**THE EXERCISE:** Render the entries below as a JSON list of strings, one string per line, with blank lines omitted.

**RAW DATA:**
▬▬▬

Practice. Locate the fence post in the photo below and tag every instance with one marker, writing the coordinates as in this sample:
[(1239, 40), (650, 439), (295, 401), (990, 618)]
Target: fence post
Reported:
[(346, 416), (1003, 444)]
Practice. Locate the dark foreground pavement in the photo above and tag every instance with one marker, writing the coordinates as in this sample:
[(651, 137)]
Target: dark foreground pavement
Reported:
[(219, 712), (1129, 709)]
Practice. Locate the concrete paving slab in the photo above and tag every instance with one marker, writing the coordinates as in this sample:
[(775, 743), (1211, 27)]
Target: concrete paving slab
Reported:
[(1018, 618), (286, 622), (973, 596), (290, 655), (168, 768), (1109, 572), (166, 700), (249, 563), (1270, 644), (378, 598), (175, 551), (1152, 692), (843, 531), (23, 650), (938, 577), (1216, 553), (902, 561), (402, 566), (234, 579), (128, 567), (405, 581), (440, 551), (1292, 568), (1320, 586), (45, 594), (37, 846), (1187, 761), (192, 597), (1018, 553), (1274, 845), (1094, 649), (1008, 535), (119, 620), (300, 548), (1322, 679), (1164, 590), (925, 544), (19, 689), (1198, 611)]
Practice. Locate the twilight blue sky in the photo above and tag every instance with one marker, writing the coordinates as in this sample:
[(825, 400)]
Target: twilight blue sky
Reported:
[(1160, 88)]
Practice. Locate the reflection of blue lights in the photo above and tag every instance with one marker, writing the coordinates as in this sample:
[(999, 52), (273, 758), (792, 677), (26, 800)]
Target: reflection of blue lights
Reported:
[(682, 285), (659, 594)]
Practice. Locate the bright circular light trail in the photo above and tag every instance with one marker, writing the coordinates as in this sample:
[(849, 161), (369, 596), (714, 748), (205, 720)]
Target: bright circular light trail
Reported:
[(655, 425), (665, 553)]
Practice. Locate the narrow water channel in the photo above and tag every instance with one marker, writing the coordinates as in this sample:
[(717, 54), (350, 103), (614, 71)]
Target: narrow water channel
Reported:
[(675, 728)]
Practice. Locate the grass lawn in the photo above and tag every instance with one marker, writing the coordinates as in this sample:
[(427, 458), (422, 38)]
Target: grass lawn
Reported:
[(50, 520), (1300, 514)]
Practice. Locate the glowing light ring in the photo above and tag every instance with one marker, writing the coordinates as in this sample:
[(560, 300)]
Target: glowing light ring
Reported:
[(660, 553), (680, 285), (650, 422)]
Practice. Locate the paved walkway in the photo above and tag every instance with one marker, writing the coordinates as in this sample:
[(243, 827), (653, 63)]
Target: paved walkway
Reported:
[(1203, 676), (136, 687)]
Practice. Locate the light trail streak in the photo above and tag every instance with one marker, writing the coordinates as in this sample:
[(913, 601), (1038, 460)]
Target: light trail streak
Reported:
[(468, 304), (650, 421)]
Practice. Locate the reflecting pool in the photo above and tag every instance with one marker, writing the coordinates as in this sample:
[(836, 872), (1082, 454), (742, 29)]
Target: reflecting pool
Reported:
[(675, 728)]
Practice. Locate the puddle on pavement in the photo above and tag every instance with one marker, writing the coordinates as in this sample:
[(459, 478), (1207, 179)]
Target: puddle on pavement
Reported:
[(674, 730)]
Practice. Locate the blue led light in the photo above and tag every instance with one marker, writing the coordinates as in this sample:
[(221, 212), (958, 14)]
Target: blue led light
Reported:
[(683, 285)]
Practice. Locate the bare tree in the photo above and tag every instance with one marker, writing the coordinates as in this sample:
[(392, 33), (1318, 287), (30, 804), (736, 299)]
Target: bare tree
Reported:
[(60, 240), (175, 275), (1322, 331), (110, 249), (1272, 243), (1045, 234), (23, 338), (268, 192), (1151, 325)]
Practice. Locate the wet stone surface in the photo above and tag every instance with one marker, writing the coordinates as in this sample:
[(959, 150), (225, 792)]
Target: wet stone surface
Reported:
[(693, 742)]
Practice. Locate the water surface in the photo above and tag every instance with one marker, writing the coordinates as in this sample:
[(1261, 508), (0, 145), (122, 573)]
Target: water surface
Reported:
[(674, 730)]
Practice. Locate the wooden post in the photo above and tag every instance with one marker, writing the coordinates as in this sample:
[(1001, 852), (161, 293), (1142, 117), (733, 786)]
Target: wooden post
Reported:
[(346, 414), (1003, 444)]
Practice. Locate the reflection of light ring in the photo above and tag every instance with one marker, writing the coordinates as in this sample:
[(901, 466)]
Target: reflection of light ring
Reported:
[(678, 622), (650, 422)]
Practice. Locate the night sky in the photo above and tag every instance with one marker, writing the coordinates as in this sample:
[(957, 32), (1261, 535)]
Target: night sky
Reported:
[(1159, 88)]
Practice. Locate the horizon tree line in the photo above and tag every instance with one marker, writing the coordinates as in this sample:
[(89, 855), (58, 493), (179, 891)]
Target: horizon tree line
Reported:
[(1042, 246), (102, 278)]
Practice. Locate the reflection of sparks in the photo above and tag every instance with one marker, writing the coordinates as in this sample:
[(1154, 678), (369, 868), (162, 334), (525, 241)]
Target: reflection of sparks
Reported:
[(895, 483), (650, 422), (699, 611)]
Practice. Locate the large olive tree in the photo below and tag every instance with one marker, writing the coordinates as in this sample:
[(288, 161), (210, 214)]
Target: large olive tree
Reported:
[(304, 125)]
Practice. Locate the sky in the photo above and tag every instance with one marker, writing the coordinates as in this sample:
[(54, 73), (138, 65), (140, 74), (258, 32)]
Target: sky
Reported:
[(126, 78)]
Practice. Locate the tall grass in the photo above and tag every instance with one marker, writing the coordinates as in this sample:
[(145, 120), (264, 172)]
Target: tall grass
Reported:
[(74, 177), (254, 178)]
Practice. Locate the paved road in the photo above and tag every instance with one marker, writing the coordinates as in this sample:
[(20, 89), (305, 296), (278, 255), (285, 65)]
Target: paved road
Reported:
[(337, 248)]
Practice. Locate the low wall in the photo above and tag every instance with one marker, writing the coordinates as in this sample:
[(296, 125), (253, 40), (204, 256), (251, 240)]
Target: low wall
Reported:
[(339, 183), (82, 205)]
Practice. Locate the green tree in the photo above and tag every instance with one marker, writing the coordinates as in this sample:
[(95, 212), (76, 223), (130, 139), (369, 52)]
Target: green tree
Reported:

▬▬▬

**FULL SOLUTION:**
[
  "Practice. Locate the fence post in the photo below and tag every instance with one marker, writing the coordinates as in this sample:",
  "[(1239, 40), (650, 439), (295, 401), (990, 618)]",
  "Target: fence post",
  "Reported:",
  "[(346, 416), (1003, 444)]",
  "Practice. Locate the dark foreground pavement in the photo above and tag every instance with one marker, writing the coordinates as in this sample:",
  "[(651, 137)]",
  "Target: dark foreground pavement",
  "Reported:",
  "[(219, 712), (1129, 709)]",
  "Practice. Locate the concrete paving slab in the photo above and tag every instance with one marker, writing the coordinates as in this sample:",
  "[(775, 743), (1211, 27)]",
  "Target: concrete paving slab",
  "Reported:",
  "[(1018, 618), (286, 622), (973, 596), (290, 655), (168, 768), (1109, 572), (166, 700), (249, 563), (1270, 644), (378, 598), (175, 551), (1152, 692), (843, 531), (23, 650), (938, 577), (1216, 553), (902, 561), (402, 566), (234, 579), (128, 567), (405, 581), (440, 551), (1292, 568), (1320, 586), (45, 594), (37, 846), (1187, 761), (192, 597), (1018, 553), (1274, 845), (1094, 649), (1008, 535), (119, 620), (300, 548), (1322, 679), (1164, 590), (925, 544), (19, 689), (1198, 611)]",
  "Practice. Locate the twilight blue sky in the photo above and tag every instance with one marker, writing the coordinates as in this sample:",
  "[(825, 400)]",
  "Target: twilight blue sky",
  "Reported:",
  "[(1160, 88)]",
  "Practice. Locate the reflection of blue lights in the photo above and tag every instance with one marker, writing the coordinates as in this sample:",
  "[(999, 52), (273, 758), (792, 677), (26, 800)]",
  "Target: reflection of blue lights",
  "Reported:",
  "[(682, 285), (659, 594)]",
  "Practice. Locate the bright circular light trail in the photo above and tag every instance with one marker, writing the coordinates as in this sample:",
  "[(849, 161), (369, 596), (714, 748), (205, 720)]",
  "Target: bright circular light trail",
  "Reported:",
  "[(655, 425), (665, 553)]",
  "Practice. Locate the narrow water channel in the photo above and tag every instance with one marker, writing the coordinates as in this sample:",
  "[(717, 54), (350, 103), (614, 71)]",
  "Target: narrow water channel",
  "Reported:",
  "[(675, 728)]",
  "Practice. Locate the grass lawn in the photo above and tag every instance with one marker, writing the coordinates as in this sample:",
  "[(427, 458), (422, 38)]",
  "Target: grass lawn",
  "Reported:",
  "[(50, 520), (1300, 514)]",
  "Practice. Locate the glowing light ring in the photo above and tag every instance with one marker, writing the coordinates as in this sample:",
  "[(560, 300)]",
  "Target: glowing light ring",
  "Reported:",
  "[(660, 553), (680, 285), (650, 422)]",
  "Practice. Locate the paved walkway in the photo above and tag every instance with one marker, writing the coordinates as in this sample:",
  "[(243, 827), (653, 63)]",
  "Target: paved walkway",
  "Reported:",
  "[(1203, 676), (136, 687)]",
  "Practice. Locate the light trail streak in the photo above and tag every instance with one marker, writing the coordinates as in this sample:",
  "[(913, 601), (1038, 460)]",
  "Target: light trail streak",
  "Reported:",
  "[(468, 304), (650, 421)]",
  "Practice. Locate the reflecting pool in the photo above and tag every instance with one marker, writing the coordinates as in this sample:",
  "[(836, 872), (1082, 454), (742, 29)]",
  "Target: reflecting pool",
  "Reported:",
  "[(675, 728)]",
  "Practice. Locate the puddle on pavement in the photo above and tag every instance with one marker, writing the coordinates as in this sample:",
  "[(459, 478), (1207, 179)]",
  "Target: puddle on pavement",
  "Reported:",
  "[(674, 730)]",
  "Practice. Locate the blue led light in the photo above and tag every instance with one marker, writing the coordinates as in this sample:",
  "[(221, 212), (958, 14)]",
  "Target: blue led light",
  "Reported:",
  "[(683, 285)]",
  "Practice. Locate the bare tree in the photo above and tag every instance with one marker, writing the coordinates as in this sample:",
  "[(392, 33), (1318, 287), (30, 804), (736, 299)]",
  "Target: bare tree",
  "Reported:",
  "[(60, 240), (175, 275), (1322, 331), (110, 249), (1272, 243), (1045, 234), (23, 338), (268, 192), (1151, 325)]",
  "Practice. Locate the wet stone surface in the photo above and tag every instance with one marker, writing the coordinates as in this sample:",
  "[(959, 150), (225, 792)]",
  "Target: wet stone surface",
  "Reported:",
  "[(693, 742)]",
  "Practice. Locate the water surface in the photo above and tag every instance with one marker, writing the coordinates as in this sample:",
  "[(1261, 508), (0, 145), (122, 573)]",
  "Target: water surface",
  "Reported:",
  "[(674, 730)]",
  "Practice. Locate the wooden post in the photo above and tag every instance with one marker, writing the coordinates as in this sample:",
  "[(1001, 852), (161, 293), (1142, 117), (733, 786)]",
  "Target: wooden post",
  "Reported:",
  "[(346, 414), (1003, 444)]",
  "Practice. Locate the reflection of light ring in the photo above and tag every instance with one marker, writing the coordinates as in this sample:",
  "[(901, 466)]",
  "Target: reflection of light ring",
  "Reported:",
  "[(678, 622), (650, 422)]",
  "Practice. Locate the night sky in the photo above and tag every instance with one marker, writing the coordinates as in this sample:",
  "[(957, 32), (1261, 535)]",
  "Target: night sky",
  "Reported:",
  "[(1159, 88)]",
  "Practice. Locate the horizon tree line in the photo above and tag every instance with one marker, writing the coordinates as in this sample:",
  "[(89, 855), (58, 493), (179, 891)]",
  "Target: horizon tree line",
  "Reported:",
  "[(1042, 246), (102, 278)]",
  "Practice. Locate the reflection of sparks in the photo above and tag every instance with one marker, writing the coordinates as in this sample:",
  "[(1154, 678), (369, 868), (162, 334), (525, 241)]",
  "Target: reflection of sparks",
  "Reported:",
  "[(895, 483), (650, 422), (699, 611)]",
  "Practice. Locate the large olive tree in the photo below and tag every instance with one marker, writing the coordinates as in this sample:",
  "[(288, 161), (210, 214)]",
  "Target: large olive tree",
  "Reported:",
  "[(304, 125)]",
  "Practice. Locate the sky in the photo above and tag every instance with one marker, writing the coordinates as in this sample:",
  "[(54, 73), (138, 65), (140, 74), (258, 32)]",
  "Target: sky",
  "Reported:",
  "[(126, 78)]",
  "Practice. Locate the tall grass in the photo above and tag every instance with one marker, writing the coordinates as in this sample:",
  "[(145, 120), (264, 172)]",
  "Target: tall grass",
  "Reported:",
  "[(74, 177), (254, 178)]",
  "Practice. Locate the paved road in the photo above and tag every instance with one marker, writing the coordinates as in this sample:",
  "[(20, 89), (305, 296), (278, 255), (285, 65)]",
  "Target: paved road",
  "Reported:",
  "[(337, 248)]",
  "Practice. Locate the low wall in the photo above and tag every instance with one marker, writing the coordinates as in this sample:",
  "[(296, 125), (253, 40), (204, 256), (251, 240)]",
  "Target: low wall",
  "Reported:",
  "[(339, 183), (82, 205)]",
  "Practice. Locate the green tree in the photo above and tag every instance with one marker, writing the coordinates as in this sample:",
  "[(95, 212), (76, 223), (130, 139), (369, 52)]",
  "Target: green tree",
  "Reported:"
]